REQUIRED WORK
Please pull out every line in the entries below that contains the word "front".

DATA FOR PROCESSING
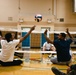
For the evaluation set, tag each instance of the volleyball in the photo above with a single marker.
(38, 17)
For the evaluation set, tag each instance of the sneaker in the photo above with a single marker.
(56, 71)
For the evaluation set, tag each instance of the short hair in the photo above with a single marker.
(8, 36)
(63, 35)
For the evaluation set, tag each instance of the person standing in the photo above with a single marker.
(8, 49)
(62, 46)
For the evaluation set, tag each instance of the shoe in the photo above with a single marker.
(56, 71)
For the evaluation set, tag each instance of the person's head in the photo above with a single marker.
(8, 37)
(62, 36)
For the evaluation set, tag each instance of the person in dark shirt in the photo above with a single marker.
(71, 70)
(62, 46)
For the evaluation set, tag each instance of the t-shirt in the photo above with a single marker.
(8, 48)
(62, 48)
(48, 45)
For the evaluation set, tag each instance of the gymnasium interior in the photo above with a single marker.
(18, 16)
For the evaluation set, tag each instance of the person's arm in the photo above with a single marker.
(23, 38)
(72, 67)
(67, 31)
(53, 48)
(47, 39)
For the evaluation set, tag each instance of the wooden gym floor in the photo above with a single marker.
(34, 67)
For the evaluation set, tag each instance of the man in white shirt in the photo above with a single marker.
(48, 47)
(8, 49)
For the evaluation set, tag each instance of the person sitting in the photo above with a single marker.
(8, 48)
(62, 46)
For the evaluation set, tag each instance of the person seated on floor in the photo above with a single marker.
(62, 46)
(71, 70)
(8, 48)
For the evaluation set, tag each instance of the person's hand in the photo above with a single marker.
(45, 32)
(32, 28)
(68, 70)
(67, 30)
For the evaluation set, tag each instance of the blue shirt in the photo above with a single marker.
(62, 48)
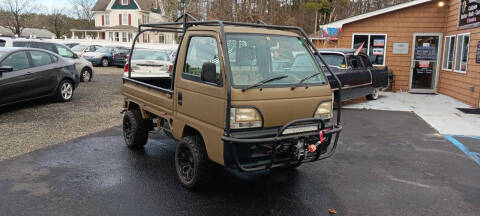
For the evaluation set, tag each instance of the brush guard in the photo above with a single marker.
(276, 140)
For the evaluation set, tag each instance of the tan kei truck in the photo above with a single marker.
(240, 95)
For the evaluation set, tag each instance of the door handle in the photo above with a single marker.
(180, 99)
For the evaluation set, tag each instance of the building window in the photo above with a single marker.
(124, 19)
(374, 46)
(161, 39)
(461, 52)
(124, 37)
(448, 49)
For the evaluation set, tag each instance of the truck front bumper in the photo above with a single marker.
(281, 147)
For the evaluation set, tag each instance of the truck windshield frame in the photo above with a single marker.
(254, 57)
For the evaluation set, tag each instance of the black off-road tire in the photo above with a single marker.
(135, 129)
(65, 91)
(202, 166)
(374, 95)
(86, 75)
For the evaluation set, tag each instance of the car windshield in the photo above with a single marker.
(335, 60)
(105, 49)
(78, 48)
(150, 55)
(256, 57)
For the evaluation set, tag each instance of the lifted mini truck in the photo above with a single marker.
(238, 97)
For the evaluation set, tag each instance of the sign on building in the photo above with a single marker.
(400, 47)
(469, 15)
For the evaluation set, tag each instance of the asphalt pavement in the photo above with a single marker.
(387, 163)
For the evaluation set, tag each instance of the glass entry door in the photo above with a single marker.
(425, 62)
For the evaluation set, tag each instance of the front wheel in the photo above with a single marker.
(374, 95)
(192, 163)
(86, 75)
(135, 129)
(105, 62)
(65, 91)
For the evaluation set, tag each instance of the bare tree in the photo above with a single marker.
(17, 14)
(83, 9)
(57, 22)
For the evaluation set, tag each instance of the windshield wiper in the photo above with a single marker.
(264, 81)
(305, 79)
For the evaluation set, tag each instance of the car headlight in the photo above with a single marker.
(324, 110)
(245, 118)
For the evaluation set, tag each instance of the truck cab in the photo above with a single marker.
(239, 97)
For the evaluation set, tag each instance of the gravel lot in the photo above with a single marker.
(95, 106)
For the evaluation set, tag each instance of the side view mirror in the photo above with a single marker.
(4, 69)
(209, 72)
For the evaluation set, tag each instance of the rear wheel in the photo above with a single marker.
(65, 91)
(374, 95)
(135, 129)
(86, 75)
(192, 163)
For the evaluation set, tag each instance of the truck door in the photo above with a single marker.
(200, 104)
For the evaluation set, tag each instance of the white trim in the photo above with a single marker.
(340, 23)
(368, 45)
(447, 49)
(461, 57)
(412, 63)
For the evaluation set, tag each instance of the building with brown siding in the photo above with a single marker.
(426, 44)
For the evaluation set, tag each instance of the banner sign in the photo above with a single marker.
(469, 14)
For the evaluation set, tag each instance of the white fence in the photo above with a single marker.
(114, 43)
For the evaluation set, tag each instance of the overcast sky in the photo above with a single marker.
(54, 3)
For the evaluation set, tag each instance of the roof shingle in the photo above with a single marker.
(101, 5)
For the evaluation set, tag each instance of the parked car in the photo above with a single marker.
(120, 56)
(356, 73)
(82, 49)
(103, 56)
(83, 66)
(27, 74)
(149, 64)
(70, 45)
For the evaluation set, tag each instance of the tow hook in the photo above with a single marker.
(313, 147)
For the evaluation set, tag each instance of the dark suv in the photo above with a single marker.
(27, 74)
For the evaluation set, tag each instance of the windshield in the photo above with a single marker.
(256, 57)
(78, 48)
(150, 55)
(105, 50)
(335, 60)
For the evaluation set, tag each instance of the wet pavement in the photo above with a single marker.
(387, 163)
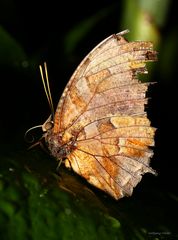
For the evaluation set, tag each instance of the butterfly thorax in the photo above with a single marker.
(59, 148)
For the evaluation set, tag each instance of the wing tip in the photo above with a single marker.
(123, 32)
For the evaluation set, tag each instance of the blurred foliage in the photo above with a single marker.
(11, 52)
(36, 203)
(33, 205)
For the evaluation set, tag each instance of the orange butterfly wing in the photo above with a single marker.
(102, 108)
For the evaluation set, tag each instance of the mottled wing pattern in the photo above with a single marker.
(103, 107)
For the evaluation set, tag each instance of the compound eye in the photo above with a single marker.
(48, 125)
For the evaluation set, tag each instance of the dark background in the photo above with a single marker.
(62, 33)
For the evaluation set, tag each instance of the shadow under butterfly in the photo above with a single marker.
(100, 128)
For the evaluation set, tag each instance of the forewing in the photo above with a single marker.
(103, 108)
(105, 83)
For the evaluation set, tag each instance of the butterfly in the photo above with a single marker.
(100, 128)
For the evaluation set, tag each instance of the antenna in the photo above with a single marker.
(45, 80)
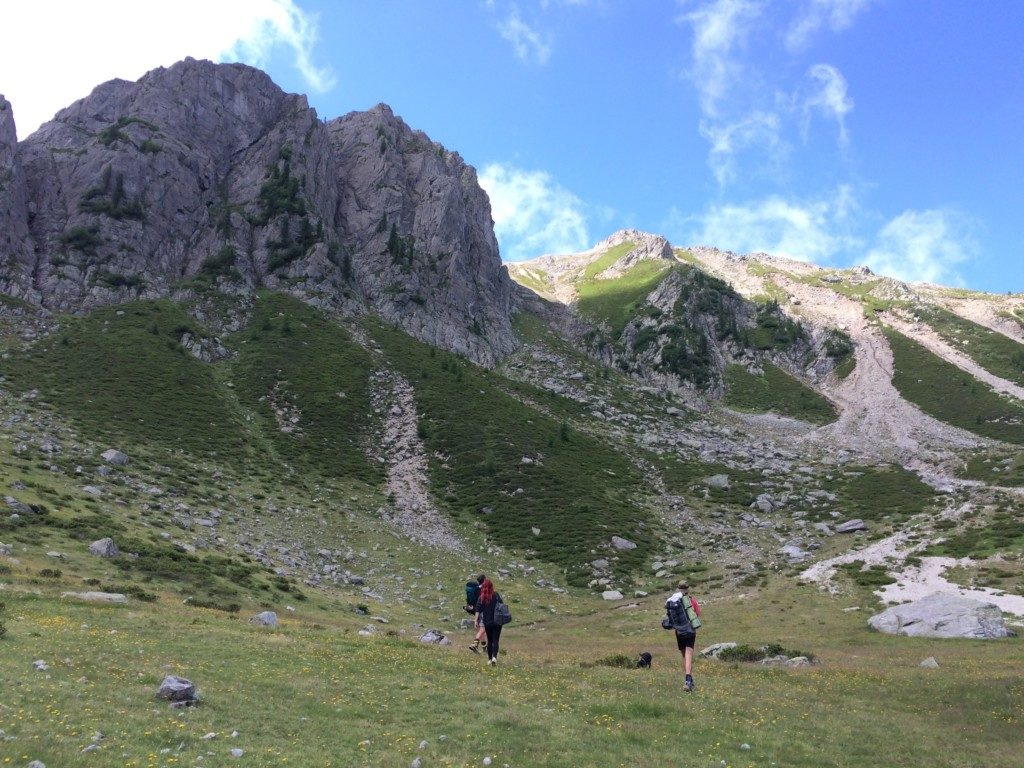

RESULT FOR THIS TASK
For the evaluation set, tag each instance of the truck front bumper in the photo above with a single marker.
For the evaluation set, tag each instance of the front wheel in the photo above with a single marker.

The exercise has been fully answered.